DATA LINES.
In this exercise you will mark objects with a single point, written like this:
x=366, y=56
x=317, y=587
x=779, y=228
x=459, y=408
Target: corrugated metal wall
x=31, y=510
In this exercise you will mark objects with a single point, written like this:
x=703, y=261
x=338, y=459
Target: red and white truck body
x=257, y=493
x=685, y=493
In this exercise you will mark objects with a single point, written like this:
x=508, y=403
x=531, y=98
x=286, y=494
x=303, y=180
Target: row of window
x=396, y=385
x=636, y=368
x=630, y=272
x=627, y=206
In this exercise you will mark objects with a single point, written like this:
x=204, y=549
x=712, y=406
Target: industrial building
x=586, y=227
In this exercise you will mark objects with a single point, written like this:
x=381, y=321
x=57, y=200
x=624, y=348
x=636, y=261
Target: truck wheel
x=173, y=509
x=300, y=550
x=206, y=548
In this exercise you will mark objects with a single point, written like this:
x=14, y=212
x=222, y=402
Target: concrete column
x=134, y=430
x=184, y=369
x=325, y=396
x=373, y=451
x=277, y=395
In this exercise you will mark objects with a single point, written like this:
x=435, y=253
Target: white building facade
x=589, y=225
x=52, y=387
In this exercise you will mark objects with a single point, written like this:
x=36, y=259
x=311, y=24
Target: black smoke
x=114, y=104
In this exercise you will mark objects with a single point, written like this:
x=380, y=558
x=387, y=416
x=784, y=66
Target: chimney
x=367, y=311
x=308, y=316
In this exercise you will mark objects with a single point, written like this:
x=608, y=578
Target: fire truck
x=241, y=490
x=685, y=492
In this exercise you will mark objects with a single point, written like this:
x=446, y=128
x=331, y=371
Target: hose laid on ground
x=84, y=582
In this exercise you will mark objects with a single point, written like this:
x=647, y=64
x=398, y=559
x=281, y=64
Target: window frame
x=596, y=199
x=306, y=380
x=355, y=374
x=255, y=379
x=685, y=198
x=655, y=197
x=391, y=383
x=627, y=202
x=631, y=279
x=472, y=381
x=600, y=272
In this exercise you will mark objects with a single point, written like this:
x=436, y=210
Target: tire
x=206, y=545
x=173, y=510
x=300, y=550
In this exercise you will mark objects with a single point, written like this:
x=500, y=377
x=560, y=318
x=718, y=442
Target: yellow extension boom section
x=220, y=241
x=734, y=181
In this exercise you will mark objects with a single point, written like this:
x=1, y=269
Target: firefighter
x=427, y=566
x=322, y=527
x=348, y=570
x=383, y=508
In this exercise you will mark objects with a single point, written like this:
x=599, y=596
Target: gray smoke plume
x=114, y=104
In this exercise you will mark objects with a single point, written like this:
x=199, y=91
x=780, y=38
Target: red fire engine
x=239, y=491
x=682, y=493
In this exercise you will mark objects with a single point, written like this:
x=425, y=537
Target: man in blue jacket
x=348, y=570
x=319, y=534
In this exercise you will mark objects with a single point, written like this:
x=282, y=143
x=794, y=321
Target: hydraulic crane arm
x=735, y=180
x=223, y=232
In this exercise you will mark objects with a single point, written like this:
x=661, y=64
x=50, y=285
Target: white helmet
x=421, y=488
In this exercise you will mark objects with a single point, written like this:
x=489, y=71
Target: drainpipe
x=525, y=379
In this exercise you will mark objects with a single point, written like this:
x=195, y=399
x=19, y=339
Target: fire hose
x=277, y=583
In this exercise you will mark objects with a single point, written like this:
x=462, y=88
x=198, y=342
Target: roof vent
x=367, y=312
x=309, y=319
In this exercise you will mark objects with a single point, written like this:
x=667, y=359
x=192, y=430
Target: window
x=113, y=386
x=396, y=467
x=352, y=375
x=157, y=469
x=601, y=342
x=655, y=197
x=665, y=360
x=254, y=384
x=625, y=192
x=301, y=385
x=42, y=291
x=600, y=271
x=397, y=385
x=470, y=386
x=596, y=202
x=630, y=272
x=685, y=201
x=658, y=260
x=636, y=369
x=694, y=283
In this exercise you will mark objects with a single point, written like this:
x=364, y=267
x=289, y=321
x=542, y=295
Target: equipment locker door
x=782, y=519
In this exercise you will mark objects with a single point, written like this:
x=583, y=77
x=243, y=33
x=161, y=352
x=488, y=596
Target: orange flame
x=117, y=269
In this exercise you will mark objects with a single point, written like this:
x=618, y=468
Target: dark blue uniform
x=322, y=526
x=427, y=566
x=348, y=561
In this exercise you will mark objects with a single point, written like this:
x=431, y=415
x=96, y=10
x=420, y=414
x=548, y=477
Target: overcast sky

STATED EXERCISE.
Rewrite all of the data above, substituting "Object" for every "Target" and leaving everything else as it is.

EXERCISE RESULT.
In this exercise you will mark objects with a single point, written like this:
x=366, y=56
x=317, y=587
x=779, y=228
x=459, y=408
Object: corrugated metal wall
x=31, y=510
In this exercise you will mark objects with a single point, written like this:
x=703, y=261
x=338, y=459
Object: red and white truck body
x=257, y=493
x=685, y=493
In this exercise you will mark objects with a single point, written like this:
x=508, y=403
x=531, y=98
x=286, y=494
x=303, y=180
Object: row of window
x=396, y=385
x=636, y=368
x=630, y=272
x=627, y=206
In this exercise you will mark objects with a single point, written like this:
x=204, y=549
x=712, y=406
Object: industrial building
x=586, y=227
In this exercise you will mark objects with a single point, written like this:
x=381, y=321
x=57, y=200
x=624, y=348
x=636, y=261
Object: truck wheel
x=173, y=509
x=300, y=550
x=206, y=548
In this exercise you will mark objects with a single point, written like this:
x=14, y=212
x=222, y=402
Object: concrete column
x=134, y=430
x=184, y=369
x=325, y=396
x=373, y=451
x=277, y=395
In this exercise you will mark objects with a single point, written like this:
x=435, y=253
Object: white building facade
x=589, y=225
x=52, y=387
In this exercise you will mark objects with a single point, written like this:
x=36, y=259
x=311, y=24
Object: black smoke
x=114, y=104
In this exercise you will mark objects with a single point, written like this:
x=380, y=558
x=387, y=416
x=784, y=66
Object: chimney
x=367, y=311
x=308, y=316
In this exercise you will mark objects with a single point, written like this:
x=608, y=578
Object: fire truck
x=241, y=490
x=685, y=492
In this exercise you will mark objects with a single point, written like this:
x=446, y=128
x=331, y=371
Object: hose laid on ground
x=84, y=582
In this exercise you will mark objects with a single point, written like this:
x=647, y=64
x=398, y=559
x=281, y=64
Object: window frame
x=596, y=199
x=306, y=380
x=355, y=374
x=255, y=379
x=685, y=198
x=655, y=197
x=391, y=383
x=627, y=202
x=631, y=279
x=472, y=381
x=600, y=272
In this exercise you will mark objects with a single point, written like this:
x=436, y=210
Object: tire
x=206, y=545
x=173, y=510
x=300, y=550
In this exercise you will mark objects with a single point, written like this:
x=500, y=377
x=560, y=318
x=718, y=442
Object: yellow extension boom section
x=220, y=241
x=734, y=181
In this exercise you will mark objects with a single point, written like this:
x=1, y=269
Object: firefighter
x=427, y=566
x=322, y=527
x=348, y=570
x=383, y=508
In this exercise you will mark objects with a single point, written like this:
x=599, y=596
Object: gray smoke plume
x=114, y=104
In this exercise you will mark objects with a single point, written like this:
x=199, y=91
x=780, y=38
Object: red fire engine
x=239, y=491
x=682, y=493
In this exercise you will mark objects with a single point, written like this:
x=425, y=537
Object: man in blue jacket
x=348, y=570
x=319, y=534
In this exercise you will mark objects with a single point, written like this:
x=282, y=143
x=794, y=321
Object: hydraulic crane arm
x=735, y=180
x=223, y=232
In this exercise you will mark objects with a single point, written like this:
x=661, y=64
x=50, y=285
Object: white helmet
x=421, y=488
In this exercise you will mark objects with a single point, written like this:
x=489, y=71
Object: drainpipe
x=525, y=379
In this exercise you will mark objects with a single point, written like this:
x=195, y=399
x=19, y=339
Object: fire hose
x=277, y=583
In this exercise you will mark objects with a single point, written like this:
x=462, y=88
x=198, y=342
Object: roof vent
x=367, y=312
x=309, y=319
In this exercise you will mark objects with a single point, written like this:
x=667, y=359
x=192, y=430
Object: window
x=113, y=386
x=396, y=467
x=352, y=375
x=157, y=469
x=601, y=342
x=655, y=197
x=665, y=360
x=254, y=384
x=625, y=192
x=301, y=385
x=42, y=291
x=600, y=271
x=397, y=385
x=470, y=386
x=596, y=202
x=630, y=272
x=685, y=201
x=658, y=260
x=636, y=369
x=694, y=283
In this exercise you will mark objects with a single point, written like this:
x=364, y=267
x=289, y=321
x=542, y=295
Object: equipment locker door
x=782, y=519
In this exercise you will mark objects with a single point, written like this:
x=583, y=77
x=243, y=33
x=161, y=352
x=488, y=596
Object: orange flame
x=117, y=269
In this exercise you will mark objects with a single point, written like this:
x=618, y=468
Object: dark blue uniform
x=322, y=526
x=427, y=566
x=348, y=561
In this exercise you will mark objects with a single point, written like this:
x=431, y=415
x=96, y=10
x=420, y=414
x=548, y=477
Object: overcast sky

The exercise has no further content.